╭─ Material for the task

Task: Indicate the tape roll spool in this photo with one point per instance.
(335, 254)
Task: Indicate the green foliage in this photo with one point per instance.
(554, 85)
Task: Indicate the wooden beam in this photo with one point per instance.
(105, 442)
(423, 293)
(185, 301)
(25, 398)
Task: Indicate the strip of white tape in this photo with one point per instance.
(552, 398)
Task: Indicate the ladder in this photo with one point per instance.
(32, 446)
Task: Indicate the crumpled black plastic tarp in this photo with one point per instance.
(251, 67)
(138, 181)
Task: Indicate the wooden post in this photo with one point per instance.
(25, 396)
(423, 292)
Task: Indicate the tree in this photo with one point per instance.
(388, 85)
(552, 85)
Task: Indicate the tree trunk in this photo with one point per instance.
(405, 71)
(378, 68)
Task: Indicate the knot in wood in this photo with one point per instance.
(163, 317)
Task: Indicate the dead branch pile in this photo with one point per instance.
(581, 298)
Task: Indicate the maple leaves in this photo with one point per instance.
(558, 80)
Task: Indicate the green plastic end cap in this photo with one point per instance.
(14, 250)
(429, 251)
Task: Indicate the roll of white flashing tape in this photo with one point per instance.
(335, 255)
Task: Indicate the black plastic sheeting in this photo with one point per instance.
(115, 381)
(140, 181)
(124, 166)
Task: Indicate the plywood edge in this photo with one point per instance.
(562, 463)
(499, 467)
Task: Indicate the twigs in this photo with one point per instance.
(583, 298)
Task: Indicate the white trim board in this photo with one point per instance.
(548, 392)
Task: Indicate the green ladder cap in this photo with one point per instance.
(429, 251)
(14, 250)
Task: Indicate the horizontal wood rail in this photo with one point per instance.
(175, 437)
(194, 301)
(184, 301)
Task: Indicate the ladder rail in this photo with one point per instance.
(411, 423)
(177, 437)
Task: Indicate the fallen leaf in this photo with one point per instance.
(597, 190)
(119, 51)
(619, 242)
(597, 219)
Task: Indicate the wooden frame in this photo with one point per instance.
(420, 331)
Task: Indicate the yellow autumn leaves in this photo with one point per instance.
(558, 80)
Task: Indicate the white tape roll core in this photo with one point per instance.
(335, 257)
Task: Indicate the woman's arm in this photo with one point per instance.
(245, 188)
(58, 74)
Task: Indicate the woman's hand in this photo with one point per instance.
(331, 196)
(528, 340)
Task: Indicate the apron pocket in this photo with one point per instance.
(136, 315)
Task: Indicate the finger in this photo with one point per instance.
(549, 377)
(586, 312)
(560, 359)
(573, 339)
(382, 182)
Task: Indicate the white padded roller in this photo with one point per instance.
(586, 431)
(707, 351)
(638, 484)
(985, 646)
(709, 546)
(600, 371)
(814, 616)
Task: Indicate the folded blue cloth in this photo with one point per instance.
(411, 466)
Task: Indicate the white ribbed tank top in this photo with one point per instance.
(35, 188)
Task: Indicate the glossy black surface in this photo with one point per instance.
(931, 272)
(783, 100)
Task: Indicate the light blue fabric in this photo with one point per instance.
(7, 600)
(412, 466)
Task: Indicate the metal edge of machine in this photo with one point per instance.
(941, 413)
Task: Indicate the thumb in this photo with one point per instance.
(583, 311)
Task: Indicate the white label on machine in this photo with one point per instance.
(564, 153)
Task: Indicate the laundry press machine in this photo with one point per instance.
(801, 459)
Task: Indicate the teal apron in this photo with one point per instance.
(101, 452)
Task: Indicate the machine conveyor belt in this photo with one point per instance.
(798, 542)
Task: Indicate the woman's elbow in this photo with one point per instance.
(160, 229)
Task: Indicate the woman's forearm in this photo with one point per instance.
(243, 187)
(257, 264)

╰─

■ **What you have to do**
Copy out the full listing exactly.

■ **Task response**
Task: Indicate the tape roll spool in this photo with one point per instance.
(335, 254)
Task: Indicate the green foliage in this photo with one point per instance.
(554, 85)
Task: Indicate the wooden beam in this photo with one point per instance.
(105, 442)
(423, 293)
(185, 301)
(25, 398)
Task: Indicate the strip of white tape in this photo with one point per instance.
(552, 398)
Task: Indicate the ladder in this photo with one point per instance.
(32, 446)
Task: Indicate the crumpled black plastic tarp in this photo with one point per instance.
(251, 67)
(138, 181)
Task: Indicate the wooden post in this photo with one point per instance.
(25, 396)
(423, 292)
Task: Indicate the tree in this photo with one point per instance.
(388, 85)
(552, 85)
Task: Indicate the tree trunk in this photo with one point per instance.
(405, 71)
(378, 68)
Task: Indicate the knot in wood in this photo with one point per instance.
(163, 317)
Task: Indicate the dead branch pile in this photo with one point per instance.
(581, 298)
Task: Indicate the maple leaves in this photo with one point per instance.
(558, 80)
Task: Indicate the green plastic end cap in this photo with one point per instance.
(14, 250)
(429, 251)
Task: Indicate the roll of white flashing tape in this photo with one point per instance.
(335, 255)
Task: Indicate the black plastic sheeting in this photo with one point per instance.
(115, 381)
(140, 181)
(124, 166)
Task: Indicate the plywood edge in this photo with one point per instance.
(562, 463)
(499, 467)
Task: Indicate the twigs in this photo with one point per instance.
(583, 298)
Task: Indicate the white trim board in this photo with one point per instance.
(548, 392)
Task: Indicate the green ladder cap in this photo with one point per instance.
(429, 251)
(14, 250)
Task: Indicate the horizontal wood rail in this photo with one point per instance.
(175, 437)
(194, 301)
(184, 301)
Task: Indicate the ladder rail in this photo with one point per instance.
(411, 423)
(177, 437)
Task: Indicate the fallen leaf in this photo with one point per instance.
(597, 190)
(119, 51)
(619, 242)
(597, 219)
Task: Indicate the wooden frame in this photo with one point per instance.
(420, 331)
Task: Indicate the yellow autumn leaves in this photo with one point per instance.
(558, 80)
Task: Indicate the white tape roll core in this photo with one point per instance.
(335, 257)
Task: Indicate the woman's arm in this photo with one point per instance.
(245, 188)
(58, 74)
Task: Indicate the woman's hand in this photo with one point per instance.
(331, 196)
(528, 340)
Task: Indicate the apron pocket in this photo with one point per instance.
(136, 315)
Task: Indicate the finger in this photo with one point per instance.
(549, 377)
(586, 312)
(560, 359)
(573, 339)
(382, 182)
Task: Indicate the white padded roller in this photo with one point per instance.
(586, 431)
(707, 351)
(638, 484)
(985, 646)
(709, 546)
(600, 371)
(814, 616)
Task: Indicate the folded blue cloth in this photo with one point per instance.
(411, 466)
Task: Indicate the white ribbed tank top in this photo with one point per instance.
(35, 188)
Task: Indicate the glossy black surface in this photo with one point per instance.
(931, 272)
(783, 100)
Task: Indicate the light blue fabric in this photo with one point per instance.
(7, 600)
(412, 466)
Task: Indicate the metal edge of machine in this photo with one point per instance.
(941, 413)
Task: Indicate the thumb in this photo with one point per instance.
(583, 311)
Task: Indicate the white label on machine in this photo with one point per instance.
(564, 153)
Task: Indicate the laundry press machine in this photo with one point per instance.
(801, 459)
Task: Indicate the teal apron in this photo with one point per instance.
(101, 452)
Task: Indicate the machine conveyor belt in this photo with one point per instance.
(798, 542)
Task: Indicate the woman's elbow in this photo with one point per instance.
(160, 229)
Task: Indicate the woman's forearm in this photo with one point per instance.
(243, 187)
(257, 264)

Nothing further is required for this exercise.